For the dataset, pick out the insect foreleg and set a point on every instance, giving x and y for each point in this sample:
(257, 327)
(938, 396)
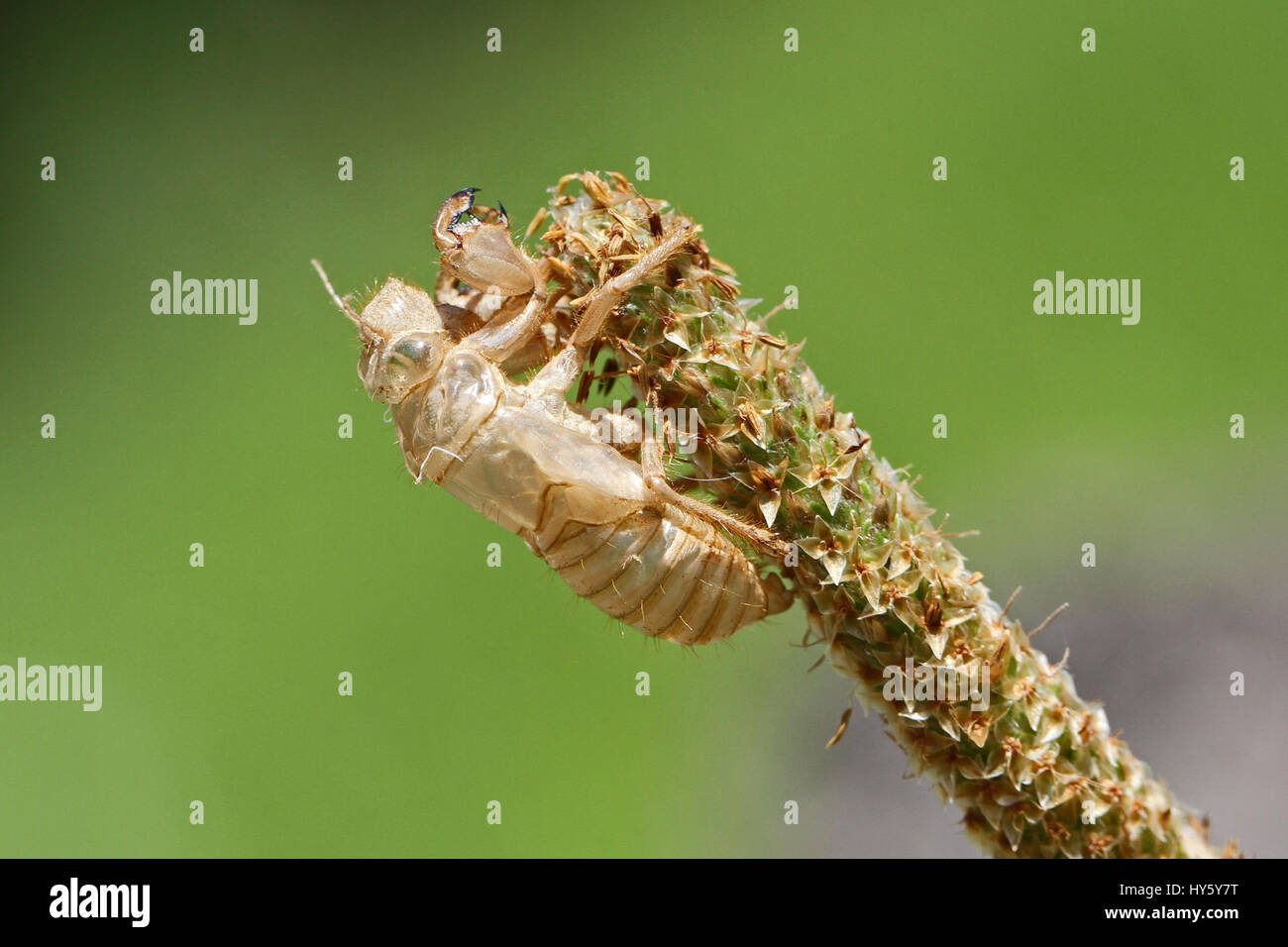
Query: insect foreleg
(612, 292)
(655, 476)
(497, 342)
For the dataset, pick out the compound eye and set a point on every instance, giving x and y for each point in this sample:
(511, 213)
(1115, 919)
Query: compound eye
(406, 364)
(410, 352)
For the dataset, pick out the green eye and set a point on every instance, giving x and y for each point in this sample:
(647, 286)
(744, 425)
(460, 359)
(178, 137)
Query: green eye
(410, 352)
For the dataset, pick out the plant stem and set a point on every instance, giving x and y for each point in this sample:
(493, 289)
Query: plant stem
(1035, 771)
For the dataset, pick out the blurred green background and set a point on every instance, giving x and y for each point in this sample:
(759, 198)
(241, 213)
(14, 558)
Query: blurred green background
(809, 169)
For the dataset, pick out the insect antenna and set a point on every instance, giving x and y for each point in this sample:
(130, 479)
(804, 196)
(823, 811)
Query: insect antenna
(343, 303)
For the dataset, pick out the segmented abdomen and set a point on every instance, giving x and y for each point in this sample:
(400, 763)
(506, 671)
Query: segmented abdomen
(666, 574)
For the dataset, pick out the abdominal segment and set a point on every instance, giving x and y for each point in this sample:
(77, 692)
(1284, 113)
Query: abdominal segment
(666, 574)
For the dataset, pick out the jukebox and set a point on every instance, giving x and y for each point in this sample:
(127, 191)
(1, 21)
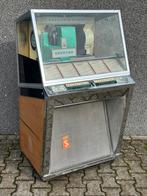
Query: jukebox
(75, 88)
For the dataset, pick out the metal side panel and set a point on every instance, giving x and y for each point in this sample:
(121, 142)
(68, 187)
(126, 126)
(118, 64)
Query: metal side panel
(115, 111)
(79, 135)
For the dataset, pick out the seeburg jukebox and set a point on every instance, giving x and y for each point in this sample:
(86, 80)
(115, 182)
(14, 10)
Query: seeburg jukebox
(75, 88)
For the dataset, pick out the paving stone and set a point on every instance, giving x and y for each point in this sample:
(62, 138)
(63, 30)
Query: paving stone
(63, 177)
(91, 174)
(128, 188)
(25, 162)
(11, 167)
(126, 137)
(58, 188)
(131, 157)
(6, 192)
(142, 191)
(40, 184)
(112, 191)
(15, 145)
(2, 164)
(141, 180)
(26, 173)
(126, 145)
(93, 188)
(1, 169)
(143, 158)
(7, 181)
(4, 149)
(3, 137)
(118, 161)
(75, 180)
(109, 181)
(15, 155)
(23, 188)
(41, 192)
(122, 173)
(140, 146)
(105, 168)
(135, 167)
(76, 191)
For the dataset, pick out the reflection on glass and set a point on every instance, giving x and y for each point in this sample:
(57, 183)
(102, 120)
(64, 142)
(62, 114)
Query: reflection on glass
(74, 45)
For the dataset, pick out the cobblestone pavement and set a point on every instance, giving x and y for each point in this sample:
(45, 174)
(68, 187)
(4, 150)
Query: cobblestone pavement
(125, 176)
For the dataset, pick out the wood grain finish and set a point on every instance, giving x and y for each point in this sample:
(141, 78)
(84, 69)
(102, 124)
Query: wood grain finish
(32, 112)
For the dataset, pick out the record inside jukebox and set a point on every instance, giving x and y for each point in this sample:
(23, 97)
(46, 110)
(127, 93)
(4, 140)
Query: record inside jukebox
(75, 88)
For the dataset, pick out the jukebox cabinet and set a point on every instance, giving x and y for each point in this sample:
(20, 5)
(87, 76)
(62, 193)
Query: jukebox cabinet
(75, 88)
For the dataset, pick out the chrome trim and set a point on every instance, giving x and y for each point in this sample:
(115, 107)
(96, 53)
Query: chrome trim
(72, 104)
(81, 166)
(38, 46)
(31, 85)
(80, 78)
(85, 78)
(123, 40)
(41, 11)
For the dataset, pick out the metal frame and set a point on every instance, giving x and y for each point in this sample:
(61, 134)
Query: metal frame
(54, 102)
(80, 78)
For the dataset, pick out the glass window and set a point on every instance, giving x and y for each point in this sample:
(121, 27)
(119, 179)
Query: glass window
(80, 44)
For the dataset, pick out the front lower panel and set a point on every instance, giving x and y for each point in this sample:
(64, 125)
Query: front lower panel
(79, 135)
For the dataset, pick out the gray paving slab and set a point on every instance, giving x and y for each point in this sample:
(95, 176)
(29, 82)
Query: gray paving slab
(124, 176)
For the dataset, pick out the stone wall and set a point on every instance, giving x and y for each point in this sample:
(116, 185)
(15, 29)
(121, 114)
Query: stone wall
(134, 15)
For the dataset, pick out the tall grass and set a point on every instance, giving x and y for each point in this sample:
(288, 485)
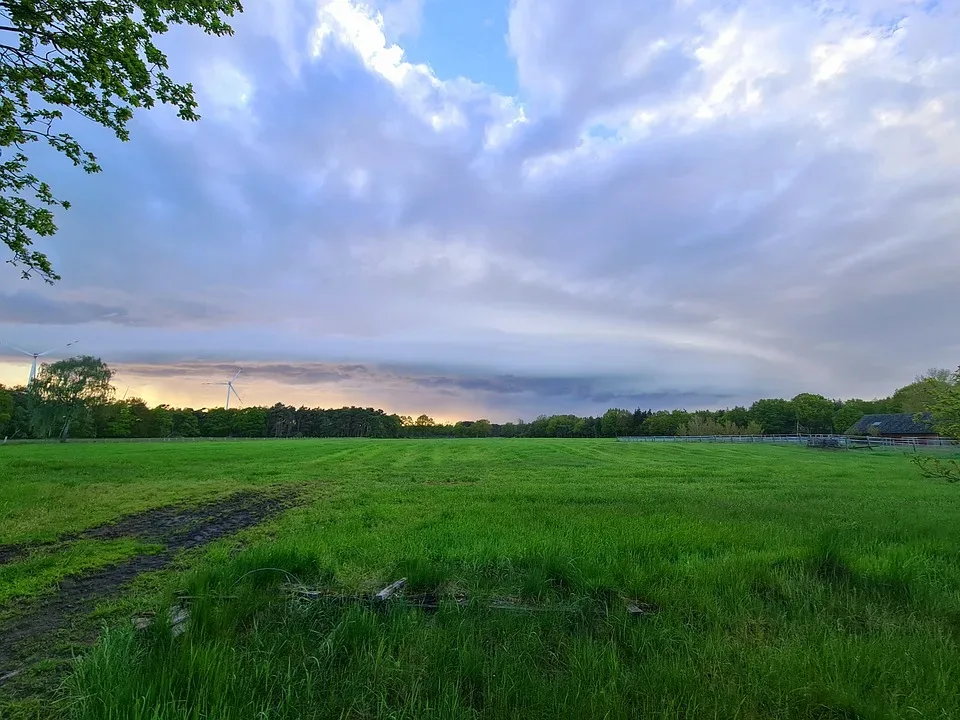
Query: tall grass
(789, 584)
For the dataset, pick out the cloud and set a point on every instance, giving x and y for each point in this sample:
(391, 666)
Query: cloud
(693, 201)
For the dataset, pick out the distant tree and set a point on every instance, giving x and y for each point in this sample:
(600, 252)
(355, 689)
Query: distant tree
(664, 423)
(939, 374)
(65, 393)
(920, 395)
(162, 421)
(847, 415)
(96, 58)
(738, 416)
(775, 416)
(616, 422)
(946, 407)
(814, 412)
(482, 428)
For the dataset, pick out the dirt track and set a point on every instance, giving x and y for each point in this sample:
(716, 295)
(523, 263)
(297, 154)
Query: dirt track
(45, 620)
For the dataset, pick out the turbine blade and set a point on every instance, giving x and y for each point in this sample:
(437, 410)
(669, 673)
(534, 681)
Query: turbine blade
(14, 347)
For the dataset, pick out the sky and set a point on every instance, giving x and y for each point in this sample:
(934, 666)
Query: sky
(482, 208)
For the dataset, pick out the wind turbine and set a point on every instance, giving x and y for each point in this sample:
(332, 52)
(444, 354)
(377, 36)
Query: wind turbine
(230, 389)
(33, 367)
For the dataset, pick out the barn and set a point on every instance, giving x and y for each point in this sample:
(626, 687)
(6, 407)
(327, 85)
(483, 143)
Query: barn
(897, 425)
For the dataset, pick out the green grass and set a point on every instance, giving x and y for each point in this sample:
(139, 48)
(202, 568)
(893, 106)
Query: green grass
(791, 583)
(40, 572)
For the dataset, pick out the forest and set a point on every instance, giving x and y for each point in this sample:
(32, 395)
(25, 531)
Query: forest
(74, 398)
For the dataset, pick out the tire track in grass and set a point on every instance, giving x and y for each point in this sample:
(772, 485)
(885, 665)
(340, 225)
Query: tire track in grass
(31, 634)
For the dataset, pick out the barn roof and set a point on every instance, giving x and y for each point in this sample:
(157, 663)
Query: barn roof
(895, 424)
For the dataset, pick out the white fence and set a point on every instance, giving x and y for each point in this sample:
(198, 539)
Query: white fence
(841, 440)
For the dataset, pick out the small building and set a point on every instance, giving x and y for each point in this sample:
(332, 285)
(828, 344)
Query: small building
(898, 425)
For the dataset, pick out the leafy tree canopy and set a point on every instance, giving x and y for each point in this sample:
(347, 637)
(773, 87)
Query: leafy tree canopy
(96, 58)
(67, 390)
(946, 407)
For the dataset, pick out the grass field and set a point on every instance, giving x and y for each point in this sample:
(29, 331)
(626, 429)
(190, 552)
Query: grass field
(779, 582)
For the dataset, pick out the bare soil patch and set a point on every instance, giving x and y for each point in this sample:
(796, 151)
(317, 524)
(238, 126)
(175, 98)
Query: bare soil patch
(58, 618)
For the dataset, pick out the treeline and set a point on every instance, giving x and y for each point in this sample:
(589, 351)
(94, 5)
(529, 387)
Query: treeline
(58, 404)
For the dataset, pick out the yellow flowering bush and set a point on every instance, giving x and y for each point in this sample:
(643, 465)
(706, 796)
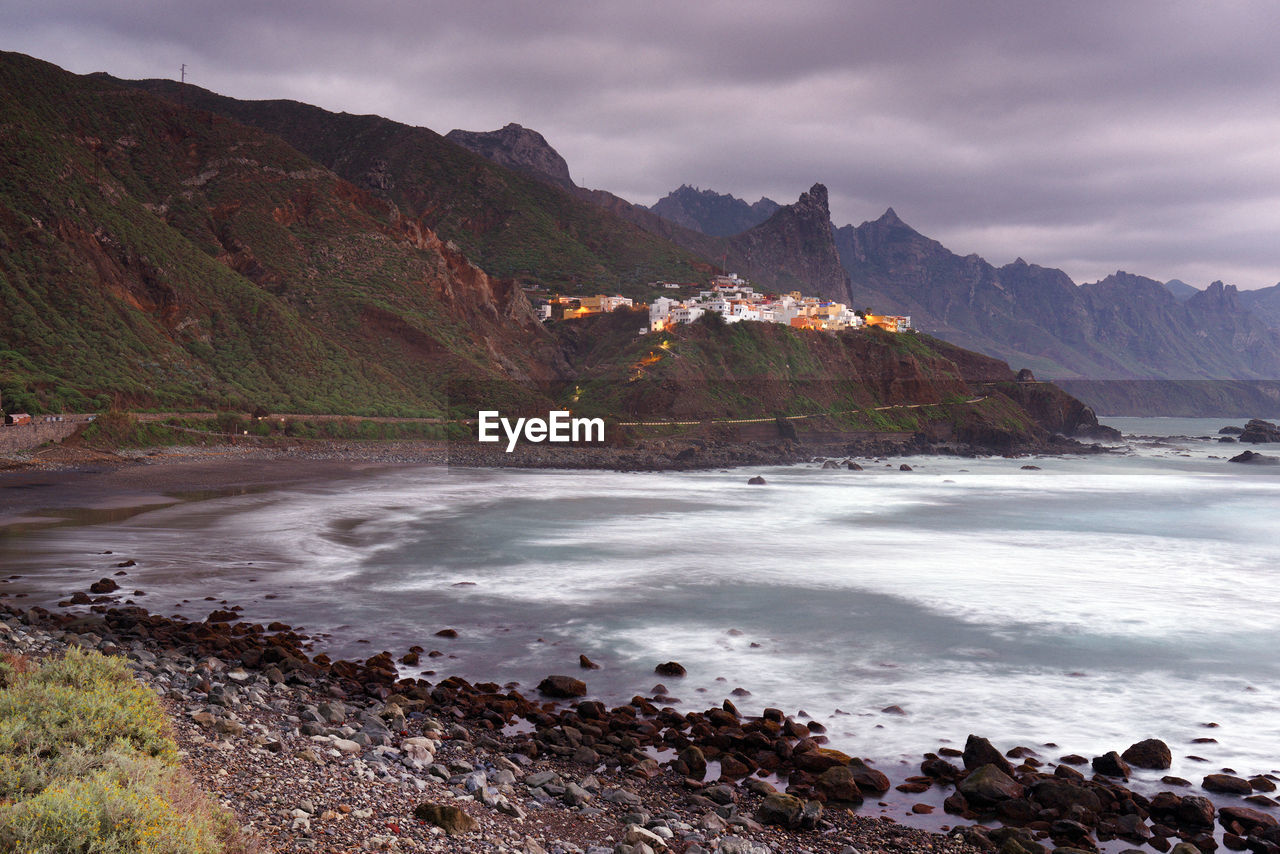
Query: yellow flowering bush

□ □ □ □ □ □ □

▶ [Given instruction]:
Reproduce every item above verbatim, leaving out the pictures.

▶ [Finished exercise]:
For the dataset, pick out the insect foreleg and set a point on every instance, giving x and y for each point in this sample:
(257, 327)
(938, 396)
Query: insect foreleg
(612, 292)
(655, 476)
(497, 342)
For the dataset, pick out the compound eye and set a point on every instance, giving x and y for each point in this sample:
(511, 213)
(1115, 919)
Query: compound eye
(406, 364)
(410, 352)
For the dataset, pick out the green eye and set a point on every instance, giving x and y for each point in this sample:
(647, 286)
(744, 425)
(460, 359)
(178, 137)
Query: green eye
(410, 352)
For the dataset, pick out the plant stem and set a point on every instance, giving x and y for each point in this sample:
(493, 289)
Query: plant stem
(1035, 771)
For the dataset, pick out the blurred green background and set a point on every instance, giving x and y for each point in this sample:
(759, 198)
(241, 213)
(14, 558)
Query: blurred green background
(809, 169)
For the dataset, pick out the insect antenna and set a point on every instance, giving x and y for each point in this sample:
(130, 479)
(804, 196)
(823, 811)
Query: insect antenna
(343, 303)
For the dataset, pick out the segmented abdomen and set a point on every instance, giving x and y for each point in this sample:
(400, 763)
(506, 671)
Query: segmented abdomen
(666, 574)
For the dataset, pick out the abdominal segment and set a point on every instance, giving x and y for each point in this sample:
(77, 692)
(1284, 113)
Query: abdominal segment
(666, 574)
For the dataset, pick out the jukebox and set a point on every instance, giving x and y for each point in this sample:
(127, 191)
(1, 21)
Query: jukebox
(75, 88)
For the dataset, pick out the metal side panel and set a point on every instance, giving x and y for each point in this sample:
(121, 142)
(68, 187)
(126, 126)
(118, 64)
Query: metal side panel
(115, 111)
(79, 135)
For the dataset, pick out the seeburg jukebox and set a point on every instance, giving x and y for each point in this sample:
(86, 80)
(115, 182)
(14, 10)
Query: seeburg jukebox
(75, 88)
For the dataset, pick out the paving stone and set a point on every instance, giving x and y for each point in this sample:
(62, 138)
(63, 30)
Query: paving stone
(63, 177)
(91, 174)
(128, 188)
(25, 162)
(11, 167)
(126, 137)
(58, 188)
(131, 157)
(6, 192)
(142, 191)
(40, 184)
(112, 191)
(15, 145)
(2, 164)
(141, 180)
(26, 173)
(126, 145)
(93, 188)
(1, 169)
(143, 158)
(7, 181)
(4, 149)
(3, 137)
(118, 161)
(75, 180)
(109, 181)
(15, 155)
(23, 188)
(41, 192)
(122, 173)
(140, 146)
(105, 168)
(135, 167)
(76, 191)
For the dataset, pick out the reflection on glass and set a point on every instance, giving x and y for each point in this sample:
(57, 183)
(102, 120)
(64, 142)
(62, 114)
Query: reflection on glass
(74, 45)
For the dataset, pick out the cobblestone pavement and set a point on every instance, giving x and y for each point in this sample:
(45, 174)
(68, 187)
(4, 150)
Query: cobblestone pavement
(125, 176)
For the dataset, pick out the wood grain finish and set a point on every instance, giving x and y for each point in this sample:
(141, 78)
(84, 69)
(102, 124)
Query: wood grain finish
(32, 112)
For the dataset, pick out the record inside jukebox and set a point on every instance, giving x and y for each point in this sample:
(23, 97)
(46, 110)
(127, 93)
(4, 140)
Query: record inside jukebox
(75, 88)
For the dataset, pick out the jukebox cabinet and set a point on every instance, giving x and y for each point in this sample:
(20, 5)
(87, 76)
(62, 193)
Query: jukebox cabinet
(75, 88)
For the dataset, pick out the chrome trim and set a point on every instance, giving x and y for each point in this sample:
(115, 107)
(96, 53)
Query: chrome trim
(72, 104)
(81, 166)
(38, 46)
(31, 85)
(80, 78)
(85, 78)
(123, 40)
(41, 11)
For the dataset, pick out the metal frame and set a point on every instance, giving x and y for each point in this sample:
(61, 134)
Query: metal frame
(54, 102)
(80, 78)
For the dataset, pick out the glass window and set a point on every instance, giving x and y for each point in this sample:
(121, 27)
(119, 179)
Query: glass window
(80, 44)
For the dataset, pick out the front lower panel and set a point on every instance, giving x and y for each point in this sample:
(64, 125)
Query: front lower panel
(79, 135)
For the dataset, pick out the gray paving slab and set a point on every instance, giving x and y for each point in this sample:
(95, 176)
(29, 82)
Query: gray paving slab
(124, 176)
For the dataset, pick out the stone wall and set a point on every instance, giving x and y for each point in this sample:
(116, 185)
(15, 29)
(121, 114)
Query: stone wall
(134, 15)
For the dataset, pick out the tall grass and set a point on every instance, giving x and y for each point in this sample:
(288, 485)
Query: tall grass
(789, 584)
For the dataset, pick out the cloud and set a point on every instance, giving x and y for each point in this sample:
(391, 666)
Query: cloud
(693, 201)
For the dataset, pick out the distant tree and set a point on every instance, giving x and y for each point in this sample:
(600, 252)
(355, 689)
Query: distant tree
(664, 423)
(939, 374)
(65, 393)
(920, 395)
(162, 421)
(847, 415)
(96, 58)
(738, 416)
(775, 416)
(616, 422)
(946, 407)
(814, 412)
(482, 428)
For the dataset, pick out the dirt track and set a point on every instance, giving x and y for each point in this sample:
(716, 295)
(523, 263)
(297, 154)
Query: dirt track
(45, 620)
For the dataset, pick out the turbine blade and set a point on every instance, giving x and y for each point in this sample:
(437, 410)
(669, 673)
(534, 681)
Query: turbine blade
(14, 347)
For the dataset, pick out the sky and set a point on every instance, giving x and y for each point in this sample:
(934, 666)
Query: sky
(482, 208)
For the dataset, pick out the wind turbine and set a point on every instance, giving x and y for each point in this sample:
(332, 52)
(444, 354)
(377, 36)
Query: wind turbine
(230, 389)
(33, 367)
For the dataset, pick out the barn and set a point on every instance, giving x and y for each point in this sample:
(626, 687)
(6, 407)
(327, 85)
(483, 143)
Query: barn
(897, 425)
For the dataset, pick out the green grass and set a point on every instance, giving x and y for each point in this sample:
(139, 48)
(202, 568)
(893, 106)
Query: green grass
(791, 583)
(40, 572)
For the dataset, pick out the forest and set a point on every instance, giving x and y for each point in this sample:
(32, 395)
(25, 531)
Query: forest
(74, 398)
For the dataset, pick out the tire track in grass and set a point on every instance, giving x and y for each point in this sample:
(772, 485)
(885, 665)
(340, 225)
Query: tire track in grass
(31, 634)
For the dataset, pick out the barn roof and set a point on every instance, giving x and y for each point in this sample:
(157, 663)
Query: barn roof
(895, 424)
For the dataset, pick out the white fence and set a point on every instance, giving x and y for each point in this sample:
(198, 539)
Query: white fence
(841, 440)
For the dataset, pick out the small building and set a point on every instance, giving x and y for each point in this sample:
(332, 285)
(828, 344)
Query: small building
(898, 425)
For the dataset, pick out the leafy tree canopy and set a point on every instance, giving x and y for each point in this sample:
(347, 637)
(773, 87)
Query: leafy tree canopy
(96, 58)
(67, 390)
(946, 407)
For the dataset, pick out the grass field and set a point on every instance, giving x and y for each point in this sample:
(29, 331)
(626, 429)
(190, 552)
Query: grass field
(779, 582)
For the dataset, pick out the bare soil patch and set a point on every instance, giving x and y for each point in this sample:
(796, 151)
(317, 524)
(238, 126)
(175, 98)
Query: bare soil patch
(58, 618)
For the dataset, pick out the treeline and set a point on every instance, giving x and y for each point in this sample:
(589, 351)
(94, 5)
(529, 387)
Query: treeline
(58, 404)
For the dataset, pick out the yellow flowering bush and set a point on every instance, giving x and y for each point in this sample:
(643, 465)
(706, 796)
Query: yellow flowering bush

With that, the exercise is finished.